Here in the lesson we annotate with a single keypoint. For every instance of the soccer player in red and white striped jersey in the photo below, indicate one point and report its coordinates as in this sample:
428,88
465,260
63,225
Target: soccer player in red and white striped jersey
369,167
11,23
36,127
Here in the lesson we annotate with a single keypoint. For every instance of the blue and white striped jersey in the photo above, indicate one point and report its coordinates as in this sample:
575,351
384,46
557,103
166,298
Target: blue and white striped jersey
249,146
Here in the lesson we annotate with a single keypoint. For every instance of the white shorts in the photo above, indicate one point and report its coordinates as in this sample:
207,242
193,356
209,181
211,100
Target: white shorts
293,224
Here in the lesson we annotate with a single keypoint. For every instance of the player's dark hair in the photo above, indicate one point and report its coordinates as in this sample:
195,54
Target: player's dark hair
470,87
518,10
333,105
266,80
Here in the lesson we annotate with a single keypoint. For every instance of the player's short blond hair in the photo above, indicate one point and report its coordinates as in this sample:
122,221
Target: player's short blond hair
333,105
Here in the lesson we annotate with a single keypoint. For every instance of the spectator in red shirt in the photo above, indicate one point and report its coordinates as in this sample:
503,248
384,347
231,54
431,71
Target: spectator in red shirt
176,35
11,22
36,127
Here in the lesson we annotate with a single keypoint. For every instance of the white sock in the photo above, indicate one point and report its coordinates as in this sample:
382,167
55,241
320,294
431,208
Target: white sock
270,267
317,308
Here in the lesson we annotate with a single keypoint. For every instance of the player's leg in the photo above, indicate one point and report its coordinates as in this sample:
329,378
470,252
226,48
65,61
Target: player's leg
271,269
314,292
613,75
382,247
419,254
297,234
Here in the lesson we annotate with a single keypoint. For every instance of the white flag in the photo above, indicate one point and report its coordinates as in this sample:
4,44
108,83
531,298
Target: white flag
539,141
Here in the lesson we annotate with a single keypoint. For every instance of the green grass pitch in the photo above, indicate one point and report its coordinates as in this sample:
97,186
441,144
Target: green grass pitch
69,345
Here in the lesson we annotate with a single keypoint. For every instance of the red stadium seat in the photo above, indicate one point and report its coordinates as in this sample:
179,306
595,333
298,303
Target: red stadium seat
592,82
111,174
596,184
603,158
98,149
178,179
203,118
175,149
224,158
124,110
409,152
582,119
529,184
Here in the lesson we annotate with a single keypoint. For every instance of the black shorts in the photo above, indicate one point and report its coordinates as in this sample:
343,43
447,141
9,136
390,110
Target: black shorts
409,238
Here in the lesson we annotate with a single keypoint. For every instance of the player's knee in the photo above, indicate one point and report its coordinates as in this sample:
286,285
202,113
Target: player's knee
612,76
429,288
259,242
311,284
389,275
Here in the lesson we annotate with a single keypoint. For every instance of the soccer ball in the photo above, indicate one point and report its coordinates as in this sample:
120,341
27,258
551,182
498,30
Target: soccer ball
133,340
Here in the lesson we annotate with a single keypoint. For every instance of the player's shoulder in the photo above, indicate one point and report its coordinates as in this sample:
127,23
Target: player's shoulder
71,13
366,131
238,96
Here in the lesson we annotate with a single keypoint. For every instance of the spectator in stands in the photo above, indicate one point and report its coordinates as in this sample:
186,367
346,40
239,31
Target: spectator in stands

Work to complete: What lines in the data hold the word "stands"? Return them.

Written answer:
Here in the lesson we annotate with a single keypoint. For every instance of the spectator in stands in the photo above, indicate one point and report its coordinates as in this sample:
Target: spectator in stands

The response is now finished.